Please write out again every line of the listing from the line containing "[locate] foamy water" through the end. Shift each answer coordinate by adding 24 to it, and leave all other lines unchanged.

Saved entries:
>>>>>

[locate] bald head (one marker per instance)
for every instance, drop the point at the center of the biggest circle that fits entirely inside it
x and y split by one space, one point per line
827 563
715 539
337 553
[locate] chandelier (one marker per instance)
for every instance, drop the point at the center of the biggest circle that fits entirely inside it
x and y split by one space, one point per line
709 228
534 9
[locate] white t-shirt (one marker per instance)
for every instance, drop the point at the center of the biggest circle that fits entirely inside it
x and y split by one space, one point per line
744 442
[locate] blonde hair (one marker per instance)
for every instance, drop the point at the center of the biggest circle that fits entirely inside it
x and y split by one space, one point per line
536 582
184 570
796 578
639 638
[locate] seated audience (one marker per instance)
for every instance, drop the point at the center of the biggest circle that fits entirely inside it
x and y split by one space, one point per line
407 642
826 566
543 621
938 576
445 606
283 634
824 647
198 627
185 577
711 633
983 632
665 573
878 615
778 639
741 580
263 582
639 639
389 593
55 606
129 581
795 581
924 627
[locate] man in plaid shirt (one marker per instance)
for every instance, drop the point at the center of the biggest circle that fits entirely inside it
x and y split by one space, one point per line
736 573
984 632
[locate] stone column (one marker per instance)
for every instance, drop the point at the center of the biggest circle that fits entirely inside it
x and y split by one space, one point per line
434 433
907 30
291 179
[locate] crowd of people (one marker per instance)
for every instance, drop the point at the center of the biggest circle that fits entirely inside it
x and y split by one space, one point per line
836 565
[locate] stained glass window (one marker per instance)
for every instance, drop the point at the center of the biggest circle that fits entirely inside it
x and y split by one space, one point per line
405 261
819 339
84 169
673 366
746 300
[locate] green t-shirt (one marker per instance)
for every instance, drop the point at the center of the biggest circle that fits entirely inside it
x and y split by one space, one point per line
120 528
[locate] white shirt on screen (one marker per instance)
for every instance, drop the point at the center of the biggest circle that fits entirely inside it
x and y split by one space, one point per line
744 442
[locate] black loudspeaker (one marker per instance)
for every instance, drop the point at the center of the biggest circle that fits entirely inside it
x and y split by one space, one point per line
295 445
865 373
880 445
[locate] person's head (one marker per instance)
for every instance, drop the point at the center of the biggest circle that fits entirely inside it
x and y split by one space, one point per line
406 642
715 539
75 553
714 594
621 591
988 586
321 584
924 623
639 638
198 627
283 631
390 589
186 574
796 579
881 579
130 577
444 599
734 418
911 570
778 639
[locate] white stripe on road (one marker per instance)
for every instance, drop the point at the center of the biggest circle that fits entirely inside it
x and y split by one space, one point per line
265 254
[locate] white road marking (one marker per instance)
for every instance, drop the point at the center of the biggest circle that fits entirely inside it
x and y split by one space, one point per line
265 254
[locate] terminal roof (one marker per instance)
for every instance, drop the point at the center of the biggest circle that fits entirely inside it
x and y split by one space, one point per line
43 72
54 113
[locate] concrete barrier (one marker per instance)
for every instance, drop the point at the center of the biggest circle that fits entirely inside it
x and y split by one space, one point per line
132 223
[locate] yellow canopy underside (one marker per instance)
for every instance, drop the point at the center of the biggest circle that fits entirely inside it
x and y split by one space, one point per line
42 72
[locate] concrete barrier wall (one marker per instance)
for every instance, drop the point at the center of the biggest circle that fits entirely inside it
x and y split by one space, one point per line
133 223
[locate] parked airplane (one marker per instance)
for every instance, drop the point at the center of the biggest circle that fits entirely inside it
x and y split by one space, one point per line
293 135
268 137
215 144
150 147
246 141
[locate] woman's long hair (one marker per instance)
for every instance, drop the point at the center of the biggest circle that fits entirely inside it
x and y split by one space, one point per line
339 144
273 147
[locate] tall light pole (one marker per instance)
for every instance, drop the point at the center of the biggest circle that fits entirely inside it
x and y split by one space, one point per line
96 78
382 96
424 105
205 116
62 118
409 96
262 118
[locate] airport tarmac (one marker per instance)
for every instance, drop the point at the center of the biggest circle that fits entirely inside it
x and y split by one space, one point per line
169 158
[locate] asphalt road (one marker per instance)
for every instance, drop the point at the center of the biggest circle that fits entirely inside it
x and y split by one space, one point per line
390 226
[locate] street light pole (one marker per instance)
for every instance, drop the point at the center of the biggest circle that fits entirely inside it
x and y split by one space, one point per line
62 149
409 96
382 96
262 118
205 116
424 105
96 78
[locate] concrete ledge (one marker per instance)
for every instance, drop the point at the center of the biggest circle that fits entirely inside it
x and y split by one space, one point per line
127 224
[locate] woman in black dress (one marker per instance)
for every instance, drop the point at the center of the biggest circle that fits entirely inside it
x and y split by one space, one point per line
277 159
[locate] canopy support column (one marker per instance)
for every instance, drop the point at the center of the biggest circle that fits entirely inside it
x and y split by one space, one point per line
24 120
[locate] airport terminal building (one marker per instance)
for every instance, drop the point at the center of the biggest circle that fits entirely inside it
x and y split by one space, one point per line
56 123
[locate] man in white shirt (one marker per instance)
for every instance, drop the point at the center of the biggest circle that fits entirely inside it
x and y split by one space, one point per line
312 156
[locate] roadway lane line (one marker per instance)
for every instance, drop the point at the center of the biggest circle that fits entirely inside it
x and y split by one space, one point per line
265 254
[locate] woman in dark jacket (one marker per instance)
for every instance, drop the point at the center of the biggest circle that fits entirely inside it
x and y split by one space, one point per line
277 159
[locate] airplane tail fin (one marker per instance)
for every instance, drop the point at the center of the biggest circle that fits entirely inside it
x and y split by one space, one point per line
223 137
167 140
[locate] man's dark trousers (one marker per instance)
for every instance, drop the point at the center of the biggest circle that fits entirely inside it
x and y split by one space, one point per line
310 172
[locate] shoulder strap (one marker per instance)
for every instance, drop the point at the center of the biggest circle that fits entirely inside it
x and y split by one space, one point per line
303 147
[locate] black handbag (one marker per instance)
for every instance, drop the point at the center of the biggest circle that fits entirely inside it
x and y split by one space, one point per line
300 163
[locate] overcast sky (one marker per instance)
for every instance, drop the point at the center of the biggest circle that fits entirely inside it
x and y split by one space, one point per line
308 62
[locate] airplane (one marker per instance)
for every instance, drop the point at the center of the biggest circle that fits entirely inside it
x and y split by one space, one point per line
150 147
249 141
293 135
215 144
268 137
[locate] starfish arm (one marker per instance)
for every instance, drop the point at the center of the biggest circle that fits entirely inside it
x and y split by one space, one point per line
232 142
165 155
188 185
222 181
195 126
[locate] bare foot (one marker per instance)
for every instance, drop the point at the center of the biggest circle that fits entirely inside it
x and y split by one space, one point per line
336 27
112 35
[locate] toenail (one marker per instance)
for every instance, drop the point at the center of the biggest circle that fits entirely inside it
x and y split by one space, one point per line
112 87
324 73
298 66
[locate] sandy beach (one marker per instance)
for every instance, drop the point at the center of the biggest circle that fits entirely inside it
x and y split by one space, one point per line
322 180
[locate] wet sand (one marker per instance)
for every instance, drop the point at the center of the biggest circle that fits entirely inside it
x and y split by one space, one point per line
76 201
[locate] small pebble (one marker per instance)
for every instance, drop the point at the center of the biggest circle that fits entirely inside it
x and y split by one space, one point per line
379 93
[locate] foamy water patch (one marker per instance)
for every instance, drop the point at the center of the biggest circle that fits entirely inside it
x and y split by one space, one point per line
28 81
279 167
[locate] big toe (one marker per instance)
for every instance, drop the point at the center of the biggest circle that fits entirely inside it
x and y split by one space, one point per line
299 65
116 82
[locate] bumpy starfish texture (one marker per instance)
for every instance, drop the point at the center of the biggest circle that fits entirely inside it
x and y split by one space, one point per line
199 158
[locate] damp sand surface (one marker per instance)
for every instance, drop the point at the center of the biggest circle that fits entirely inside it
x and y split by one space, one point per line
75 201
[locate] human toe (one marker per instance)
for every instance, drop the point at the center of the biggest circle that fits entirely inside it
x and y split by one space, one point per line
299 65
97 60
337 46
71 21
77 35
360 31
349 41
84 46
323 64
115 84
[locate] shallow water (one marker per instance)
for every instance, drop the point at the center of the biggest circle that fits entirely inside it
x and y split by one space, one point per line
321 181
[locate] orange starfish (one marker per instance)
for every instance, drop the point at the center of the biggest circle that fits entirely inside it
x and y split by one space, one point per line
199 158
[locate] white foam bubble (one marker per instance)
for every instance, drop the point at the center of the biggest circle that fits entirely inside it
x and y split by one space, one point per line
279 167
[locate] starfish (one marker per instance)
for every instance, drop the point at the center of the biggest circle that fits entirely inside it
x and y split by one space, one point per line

<<<<<

REPLY TO THE TASK:
[locate] foamy water patch (one marker per instance)
for every instance, drop the point at the center of the biggest circle that fits entirely inside it
x and y split by one space, one point per line
52 105
303 191
[locate] big toe (one marker per instance)
for every instance, drop the point at the center of the biggest circle that fits entirely inside it
x and y split by one space, one point per line
323 89
140 106
[locate] bumpy starfish texture (one marker per instance)
for every instance, drop the point at the center of the biggest circle that fits entirely inside it
x and y split by one space, one point per line
223 182
[locate] damp sand surface (one marker per instance)
for every instance, drop the point at the center of the biggest circle that fits entirely inside it
x and y split by one space, one point per line
99 225
[locate] human toe (one marker per instance)
for every instance, drop the point at the center of the biggest circle that fits entirely inside it
x and y split by one space, one point per line
323 89
121 84
361 70
95 45
101 59
384 55
373 65
108 70
347 88
139 108
[locate] shallow water (one marker per instance)
for every instance, drop the point at the center of the biggest circle that fits entirely inside it
x and y split by one space, one point per line
345 205
[locate] orange starfish (one marker per instance)
for every instance, drop the point at the center of the biggest circle that fits entirely inside it
x and y split by one space, one point per line
223 182
[locate] white foam bubble (one marker per instance)
for every instance, drop the point at the center of the biggest circle that fits entirely inside it
x and y split by one space, one point per line
303 191
[locate] starfish (one marker per instance)
for every instance, drop the point at the center of the biggest circle that fits entirely inside it
x and y split by one space, one point per line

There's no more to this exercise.